Fragment do przeczytania
◇ ◇ ◇ ◇
Wczoraj przeżyłam horror. O mało co nie potrułam Zarazków
Wpadłam do hurtowni po baby cata a że było już późno (dochodziła 9), więc chciałam szybko kupić żarełko i lecieć do gadów. Złapałam dwie paczki chrupków dla kocich smarkaczy i w nogi (oczywiście zapłaciłam

). Wpadłam do smarkaterii, najpierw kurczaczek. Potem wzięłam się za sprzątanie, a jak już wszędzie był błysk, umyłam miseczki i nasypałam chrupków i zostawiłam Zarazki, żeby w swoim pokoju wypić kawę. Jak wróciłam, nos powiedział mi, że kuweta już nie jest idealnie czysta, ale tak intensywny smrodek to się pojawiał tylko przy brzydkich kupach. Sprawdzam i faktycznie: jeden qupal już brzydszy niż zwykle. Zdrętwiałam, bo przecież jutro mamy jechać na szczepienie.
Ale zaczęłam się zastanawiać nad przyczyną. Przyszło mi do głowy, że babcy cat był przeterminowany. Biorę opakowanie do ręki i co widzę????? że to nie baby cat tylko RC od 4 miesiąca. O jesoooo, panika. Na szczęście maluchy miały do niego dostęp niecałą godzinę. Schowałam wszystko (moje Szczypiory mają do skonsumowania dwa opakowania tego specyfiku, bo przecież sama nie zjem

), a ja w samochód i do hurtowni.
Wczoraj do mojego odjazdu o 15 żadne więcej qpala nie robiło, więc dzisiaj z duszą na ramieniu wchodziłam do smarkaczy. Na szczęście wszystkie qpy w porządku.
Uratowałam Zarazkom życie
acha, zaczęły pojawiać się straty materialne: podarte przez Luśkę moje ulubione rajstopy w paski. W dodatku z tą uroczą dziurą wczoraj wylądowałam na spotkaniu o 16

Normalnie pasy z niej zaraz zedrę

tylko poczekam, aż zje
dzisiaj Zarazki już bez żenady próbują wskoczyć na biurko. szaleją od rana jak perszingi.
Przyznam, że te maluchy pozwlają mi odreagować wszystkie nieszczęścia, o jakich czytam na forum. Wchodzę do nich i wtapiam się w enklawę szczęścia, radości i beztroski. Cztery małe scury uwieszone na nogawkach moich spodni, barankujące i cały czas z głośnym motorkiem. Szczęśliwe.
◇ ◇ ◇ ◇
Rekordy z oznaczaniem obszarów
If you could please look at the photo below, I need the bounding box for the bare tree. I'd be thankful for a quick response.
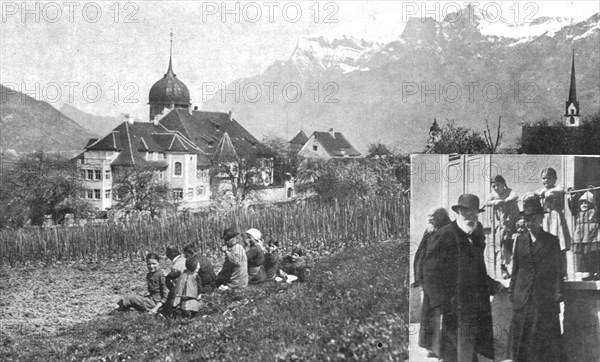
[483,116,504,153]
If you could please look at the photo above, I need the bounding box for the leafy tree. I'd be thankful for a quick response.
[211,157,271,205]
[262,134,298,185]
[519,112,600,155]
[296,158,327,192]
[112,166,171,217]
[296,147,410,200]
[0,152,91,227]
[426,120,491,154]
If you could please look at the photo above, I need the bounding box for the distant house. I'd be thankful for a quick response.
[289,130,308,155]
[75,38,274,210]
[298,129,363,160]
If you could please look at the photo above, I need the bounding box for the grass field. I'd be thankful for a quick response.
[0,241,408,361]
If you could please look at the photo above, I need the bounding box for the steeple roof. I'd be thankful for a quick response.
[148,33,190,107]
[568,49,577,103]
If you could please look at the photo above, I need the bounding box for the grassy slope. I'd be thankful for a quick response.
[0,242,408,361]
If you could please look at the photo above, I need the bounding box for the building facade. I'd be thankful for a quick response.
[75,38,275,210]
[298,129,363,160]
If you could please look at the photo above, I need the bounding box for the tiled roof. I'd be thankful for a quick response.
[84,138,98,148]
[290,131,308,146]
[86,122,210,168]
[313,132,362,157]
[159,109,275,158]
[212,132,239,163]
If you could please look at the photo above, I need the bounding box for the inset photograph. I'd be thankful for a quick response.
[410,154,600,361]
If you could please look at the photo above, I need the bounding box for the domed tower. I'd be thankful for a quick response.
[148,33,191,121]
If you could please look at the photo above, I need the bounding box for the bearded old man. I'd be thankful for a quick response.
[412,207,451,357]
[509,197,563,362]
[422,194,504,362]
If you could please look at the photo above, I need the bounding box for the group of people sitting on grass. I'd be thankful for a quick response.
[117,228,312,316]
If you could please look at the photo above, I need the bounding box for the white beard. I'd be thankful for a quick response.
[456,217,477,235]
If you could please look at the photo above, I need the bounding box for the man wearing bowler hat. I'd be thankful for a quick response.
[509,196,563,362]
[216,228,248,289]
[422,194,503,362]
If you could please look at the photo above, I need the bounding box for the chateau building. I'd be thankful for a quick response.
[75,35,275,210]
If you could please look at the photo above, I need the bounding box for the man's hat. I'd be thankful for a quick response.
◇ ◇ ◇ ◇
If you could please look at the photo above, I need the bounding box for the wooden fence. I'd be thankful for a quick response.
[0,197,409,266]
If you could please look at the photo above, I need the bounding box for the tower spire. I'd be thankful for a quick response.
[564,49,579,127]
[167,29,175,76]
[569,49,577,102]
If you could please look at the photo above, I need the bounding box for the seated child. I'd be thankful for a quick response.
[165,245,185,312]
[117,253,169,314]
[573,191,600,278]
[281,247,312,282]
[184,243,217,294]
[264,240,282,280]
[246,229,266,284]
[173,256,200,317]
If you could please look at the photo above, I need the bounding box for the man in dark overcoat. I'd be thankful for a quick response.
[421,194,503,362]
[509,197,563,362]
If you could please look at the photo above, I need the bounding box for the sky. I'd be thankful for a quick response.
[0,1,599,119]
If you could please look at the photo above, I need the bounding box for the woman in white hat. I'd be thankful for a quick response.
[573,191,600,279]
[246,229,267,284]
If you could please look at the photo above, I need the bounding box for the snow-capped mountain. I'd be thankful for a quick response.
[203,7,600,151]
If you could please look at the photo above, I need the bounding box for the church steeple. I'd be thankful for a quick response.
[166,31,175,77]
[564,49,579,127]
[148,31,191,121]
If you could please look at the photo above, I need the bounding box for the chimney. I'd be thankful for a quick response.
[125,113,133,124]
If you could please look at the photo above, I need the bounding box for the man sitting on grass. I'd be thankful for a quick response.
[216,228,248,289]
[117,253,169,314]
◇ ◇ ◇ ◇
Cel zadania
Odpowiedz krótko na pytania do tekstu o kociętach:
(a) Jaka karma znalazła się w miseczkach zamiast baby cata?
(b) Co podarła Luśka?
(c) Ile maluchów wisiało na nogawkach spodni?

Poprawna odpowiedź
(a) RC od 4 miesiąca
(b) Ulubione rajstopy w paski
(c) Cztery